- _Stated goal_
Write out, unchanged, the lines of the records from the line containing "[locate] laptop keyboard (one dot each)" through the last line of the records, both included, and nothing else.

Rows from a dataset:

..........

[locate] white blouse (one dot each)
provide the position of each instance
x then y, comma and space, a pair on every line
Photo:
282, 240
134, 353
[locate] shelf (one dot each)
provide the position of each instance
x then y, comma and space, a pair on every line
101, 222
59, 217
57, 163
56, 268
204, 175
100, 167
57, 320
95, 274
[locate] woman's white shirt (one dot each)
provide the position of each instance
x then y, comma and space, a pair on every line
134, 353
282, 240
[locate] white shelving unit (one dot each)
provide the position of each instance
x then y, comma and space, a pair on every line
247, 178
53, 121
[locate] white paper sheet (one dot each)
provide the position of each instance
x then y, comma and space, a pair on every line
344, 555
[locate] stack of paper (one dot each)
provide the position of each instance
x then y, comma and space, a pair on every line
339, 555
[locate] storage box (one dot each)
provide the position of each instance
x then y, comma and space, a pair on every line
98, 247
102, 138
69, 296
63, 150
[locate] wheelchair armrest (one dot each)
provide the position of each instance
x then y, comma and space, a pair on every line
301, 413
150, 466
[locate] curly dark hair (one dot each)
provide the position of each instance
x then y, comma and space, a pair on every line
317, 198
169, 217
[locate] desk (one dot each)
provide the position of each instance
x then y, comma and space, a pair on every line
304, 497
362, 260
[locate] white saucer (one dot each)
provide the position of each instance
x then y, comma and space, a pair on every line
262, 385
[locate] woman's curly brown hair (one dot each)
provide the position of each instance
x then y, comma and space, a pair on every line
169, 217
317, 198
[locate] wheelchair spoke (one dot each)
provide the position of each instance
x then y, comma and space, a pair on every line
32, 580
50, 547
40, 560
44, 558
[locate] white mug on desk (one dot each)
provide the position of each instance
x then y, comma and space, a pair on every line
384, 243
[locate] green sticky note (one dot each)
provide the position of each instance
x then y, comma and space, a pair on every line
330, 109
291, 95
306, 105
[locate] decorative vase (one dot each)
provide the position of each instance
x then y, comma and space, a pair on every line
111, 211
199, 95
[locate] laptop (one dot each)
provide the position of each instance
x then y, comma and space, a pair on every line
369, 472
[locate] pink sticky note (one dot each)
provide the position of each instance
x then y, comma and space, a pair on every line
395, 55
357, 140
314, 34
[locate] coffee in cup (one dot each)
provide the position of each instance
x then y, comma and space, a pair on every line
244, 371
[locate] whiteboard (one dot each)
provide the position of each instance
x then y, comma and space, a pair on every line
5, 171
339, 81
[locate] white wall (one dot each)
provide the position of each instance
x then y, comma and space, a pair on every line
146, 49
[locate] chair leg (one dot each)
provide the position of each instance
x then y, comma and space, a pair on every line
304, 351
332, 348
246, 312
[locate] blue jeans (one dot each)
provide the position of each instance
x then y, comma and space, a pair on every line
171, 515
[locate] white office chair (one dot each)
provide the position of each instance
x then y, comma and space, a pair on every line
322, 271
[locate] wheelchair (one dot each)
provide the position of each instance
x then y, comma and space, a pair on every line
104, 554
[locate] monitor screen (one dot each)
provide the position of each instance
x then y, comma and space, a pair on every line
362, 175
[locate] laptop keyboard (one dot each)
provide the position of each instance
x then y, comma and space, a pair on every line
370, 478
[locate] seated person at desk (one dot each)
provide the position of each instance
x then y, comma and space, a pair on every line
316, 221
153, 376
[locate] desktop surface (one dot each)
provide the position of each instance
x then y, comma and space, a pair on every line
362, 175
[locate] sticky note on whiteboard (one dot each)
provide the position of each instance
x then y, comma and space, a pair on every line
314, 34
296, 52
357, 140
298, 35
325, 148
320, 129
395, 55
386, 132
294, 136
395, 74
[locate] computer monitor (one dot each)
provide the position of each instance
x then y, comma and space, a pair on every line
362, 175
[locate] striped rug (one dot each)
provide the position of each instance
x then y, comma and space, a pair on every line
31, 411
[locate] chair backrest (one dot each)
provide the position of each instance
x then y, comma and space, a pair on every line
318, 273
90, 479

..........

- _The response_
[locate] laptop keyboard (one dot each)
provide the position of each instance
x then y, comma and space, a pair on every line
370, 478
[locate] seated person at desk (one dot each)
provide the position of each instance
x then y, comma and space, a pair on every line
316, 221
153, 376
[locate] desktop surface (one dot each)
provide the position of each instance
x then y, comma and space, a pair on every line
362, 175
[locate] sticky note on whiteboard (one dot each)
provide the position of each instance
x then y, comma and space, a pair on every line
314, 34
296, 52
357, 140
298, 35
325, 148
320, 129
395, 55
386, 132
294, 136
395, 74
[locate] computer monitor (one dot each)
provide the position of each instance
x then y, comma and space, a pair on every line
362, 175
[locate] striped rug (one dot each)
provide the position of each instance
x then y, comma and space, a pair on every line
31, 411
[locate] chair backrest (one dot each)
provide the position of each instance
x then y, comma and space, a pair on every line
318, 273
90, 479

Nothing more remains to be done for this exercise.